**Task to complete**. When you find the line with "target: wristwatch" among the records below, reproduce it and each line after it exactly, ending with the line with "target: pale blue sky".

──────── Data for processing ────────

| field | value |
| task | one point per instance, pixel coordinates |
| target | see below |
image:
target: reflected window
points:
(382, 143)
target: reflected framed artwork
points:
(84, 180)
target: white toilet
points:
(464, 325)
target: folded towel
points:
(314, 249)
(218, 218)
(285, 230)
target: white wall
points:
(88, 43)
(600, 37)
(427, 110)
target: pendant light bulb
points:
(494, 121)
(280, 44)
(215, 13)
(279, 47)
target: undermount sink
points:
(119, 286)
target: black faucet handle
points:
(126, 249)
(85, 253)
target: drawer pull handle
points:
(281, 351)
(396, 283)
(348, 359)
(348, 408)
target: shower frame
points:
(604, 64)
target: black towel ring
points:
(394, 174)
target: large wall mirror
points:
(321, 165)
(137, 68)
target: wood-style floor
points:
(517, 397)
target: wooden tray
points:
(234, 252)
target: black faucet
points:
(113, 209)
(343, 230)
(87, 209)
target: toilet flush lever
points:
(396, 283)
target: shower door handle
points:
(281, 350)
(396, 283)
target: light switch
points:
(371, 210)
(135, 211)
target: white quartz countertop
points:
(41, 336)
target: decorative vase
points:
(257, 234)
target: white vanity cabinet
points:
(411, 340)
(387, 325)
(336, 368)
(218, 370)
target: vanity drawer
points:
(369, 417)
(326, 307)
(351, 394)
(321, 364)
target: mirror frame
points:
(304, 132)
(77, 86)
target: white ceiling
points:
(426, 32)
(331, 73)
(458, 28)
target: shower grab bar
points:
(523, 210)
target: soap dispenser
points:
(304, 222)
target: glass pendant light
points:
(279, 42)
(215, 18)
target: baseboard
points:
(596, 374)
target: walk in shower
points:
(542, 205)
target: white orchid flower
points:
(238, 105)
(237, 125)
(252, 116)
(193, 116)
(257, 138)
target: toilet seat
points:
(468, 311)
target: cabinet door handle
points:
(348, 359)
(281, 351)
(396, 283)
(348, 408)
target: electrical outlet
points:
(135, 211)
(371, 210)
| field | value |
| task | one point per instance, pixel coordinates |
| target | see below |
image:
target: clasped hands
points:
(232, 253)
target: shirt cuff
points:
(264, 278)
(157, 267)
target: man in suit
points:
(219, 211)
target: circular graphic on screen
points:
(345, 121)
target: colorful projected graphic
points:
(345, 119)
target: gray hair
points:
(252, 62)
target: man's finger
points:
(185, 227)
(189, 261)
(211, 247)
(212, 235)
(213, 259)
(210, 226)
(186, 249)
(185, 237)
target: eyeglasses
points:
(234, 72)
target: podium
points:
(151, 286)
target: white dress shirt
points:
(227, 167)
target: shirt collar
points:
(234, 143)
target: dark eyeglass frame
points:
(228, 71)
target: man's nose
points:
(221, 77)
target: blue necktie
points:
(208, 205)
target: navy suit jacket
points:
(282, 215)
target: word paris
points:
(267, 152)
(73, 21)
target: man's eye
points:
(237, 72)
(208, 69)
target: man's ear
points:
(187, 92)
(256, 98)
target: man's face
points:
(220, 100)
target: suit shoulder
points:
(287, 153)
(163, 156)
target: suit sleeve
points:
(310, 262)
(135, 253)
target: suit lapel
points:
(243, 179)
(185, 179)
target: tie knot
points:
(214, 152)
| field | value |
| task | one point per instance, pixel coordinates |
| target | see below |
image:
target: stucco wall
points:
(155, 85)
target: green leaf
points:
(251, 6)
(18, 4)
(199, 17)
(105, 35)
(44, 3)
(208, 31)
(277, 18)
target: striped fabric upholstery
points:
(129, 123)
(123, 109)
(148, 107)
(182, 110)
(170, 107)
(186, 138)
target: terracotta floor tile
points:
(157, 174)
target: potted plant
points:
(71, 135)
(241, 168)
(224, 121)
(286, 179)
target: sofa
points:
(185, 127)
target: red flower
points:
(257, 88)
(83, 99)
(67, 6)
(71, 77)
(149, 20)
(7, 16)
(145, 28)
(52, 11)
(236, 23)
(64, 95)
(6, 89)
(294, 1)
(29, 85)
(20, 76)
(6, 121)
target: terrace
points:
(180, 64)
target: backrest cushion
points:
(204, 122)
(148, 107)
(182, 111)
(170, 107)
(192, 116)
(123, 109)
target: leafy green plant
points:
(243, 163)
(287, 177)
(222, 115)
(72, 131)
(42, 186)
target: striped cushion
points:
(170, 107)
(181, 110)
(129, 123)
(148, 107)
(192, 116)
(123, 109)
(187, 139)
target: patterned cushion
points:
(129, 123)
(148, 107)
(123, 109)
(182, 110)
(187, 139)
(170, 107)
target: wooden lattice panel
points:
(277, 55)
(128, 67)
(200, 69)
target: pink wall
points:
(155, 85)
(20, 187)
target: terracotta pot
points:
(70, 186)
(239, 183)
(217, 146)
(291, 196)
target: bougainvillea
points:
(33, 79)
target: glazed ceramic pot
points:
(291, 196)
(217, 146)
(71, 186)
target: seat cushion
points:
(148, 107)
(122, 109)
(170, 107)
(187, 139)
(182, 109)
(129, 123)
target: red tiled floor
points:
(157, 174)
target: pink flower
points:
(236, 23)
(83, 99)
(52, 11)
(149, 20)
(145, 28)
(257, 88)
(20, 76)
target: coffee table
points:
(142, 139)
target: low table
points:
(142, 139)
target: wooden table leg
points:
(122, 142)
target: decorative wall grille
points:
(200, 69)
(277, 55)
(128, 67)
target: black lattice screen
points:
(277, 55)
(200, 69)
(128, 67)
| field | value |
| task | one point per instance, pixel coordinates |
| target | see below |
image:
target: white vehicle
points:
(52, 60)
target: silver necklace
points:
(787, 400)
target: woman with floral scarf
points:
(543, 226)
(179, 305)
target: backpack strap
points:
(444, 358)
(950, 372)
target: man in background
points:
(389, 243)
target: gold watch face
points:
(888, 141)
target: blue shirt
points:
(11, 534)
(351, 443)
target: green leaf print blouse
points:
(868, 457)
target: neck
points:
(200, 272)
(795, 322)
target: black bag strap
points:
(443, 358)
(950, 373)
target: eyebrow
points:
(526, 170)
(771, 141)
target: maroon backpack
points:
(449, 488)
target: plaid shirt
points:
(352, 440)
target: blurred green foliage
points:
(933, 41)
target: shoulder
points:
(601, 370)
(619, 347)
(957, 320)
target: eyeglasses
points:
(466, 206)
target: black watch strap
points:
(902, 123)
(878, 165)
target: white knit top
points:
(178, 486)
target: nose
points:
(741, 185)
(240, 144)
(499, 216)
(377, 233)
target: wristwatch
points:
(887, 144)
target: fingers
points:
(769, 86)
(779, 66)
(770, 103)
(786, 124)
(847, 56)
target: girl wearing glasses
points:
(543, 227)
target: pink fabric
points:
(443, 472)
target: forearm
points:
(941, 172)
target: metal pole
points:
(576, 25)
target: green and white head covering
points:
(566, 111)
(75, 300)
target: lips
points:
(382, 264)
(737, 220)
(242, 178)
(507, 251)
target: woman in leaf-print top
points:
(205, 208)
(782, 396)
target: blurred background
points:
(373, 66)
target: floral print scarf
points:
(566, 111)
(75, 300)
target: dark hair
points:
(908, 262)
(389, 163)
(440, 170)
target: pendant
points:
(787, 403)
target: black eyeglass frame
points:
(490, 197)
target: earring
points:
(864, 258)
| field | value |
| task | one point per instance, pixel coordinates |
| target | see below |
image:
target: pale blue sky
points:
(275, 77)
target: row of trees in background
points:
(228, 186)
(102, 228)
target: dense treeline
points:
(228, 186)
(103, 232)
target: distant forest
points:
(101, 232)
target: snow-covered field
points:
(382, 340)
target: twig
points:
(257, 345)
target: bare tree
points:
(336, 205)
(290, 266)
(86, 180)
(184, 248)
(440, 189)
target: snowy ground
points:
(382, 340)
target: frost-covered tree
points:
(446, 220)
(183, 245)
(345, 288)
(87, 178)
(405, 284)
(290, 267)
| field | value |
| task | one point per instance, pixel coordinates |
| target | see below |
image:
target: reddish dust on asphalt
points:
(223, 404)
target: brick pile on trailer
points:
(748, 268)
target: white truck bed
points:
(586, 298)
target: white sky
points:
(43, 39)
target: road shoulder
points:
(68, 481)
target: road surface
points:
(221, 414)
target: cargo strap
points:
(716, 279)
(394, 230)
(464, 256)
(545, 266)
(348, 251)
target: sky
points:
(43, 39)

────────

**Answer section**.
target: wristwatch
points:
(887, 144)
target: fingers
points:
(769, 86)
(779, 66)
(770, 103)
(786, 124)
(847, 56)
target: girl wearing glasses
points:
(543, 227)
target: pink fabric
points:
(443, 472)
target: forearm
points:
(941, 172)
target: metal pole
points:
(576, 25)
target: green and white head covering
points:
(566, 111)
(75, 300)
target: lips
points:
(382, 264)
(737, 220)
(242, 178)
(507, 251)
target: woman in leaf-print top
points:
(205, 208)
(782, 396)
target: blurred background
points:
(373, 66)
target: floral print scarf
points:
(566, 111)
(75, 300)
target: dark hair
points:
(908, 262)
(389, 163)
(440, 170)
target: pendant
points:
(787, 403)
target: black eyeglass frame
points:
(490, 197)
target: earring
points:
(864, 258)
| field | value |
| task | one point per instance, pixel coordinates |
| target | see below |
image:
target: pale blue sky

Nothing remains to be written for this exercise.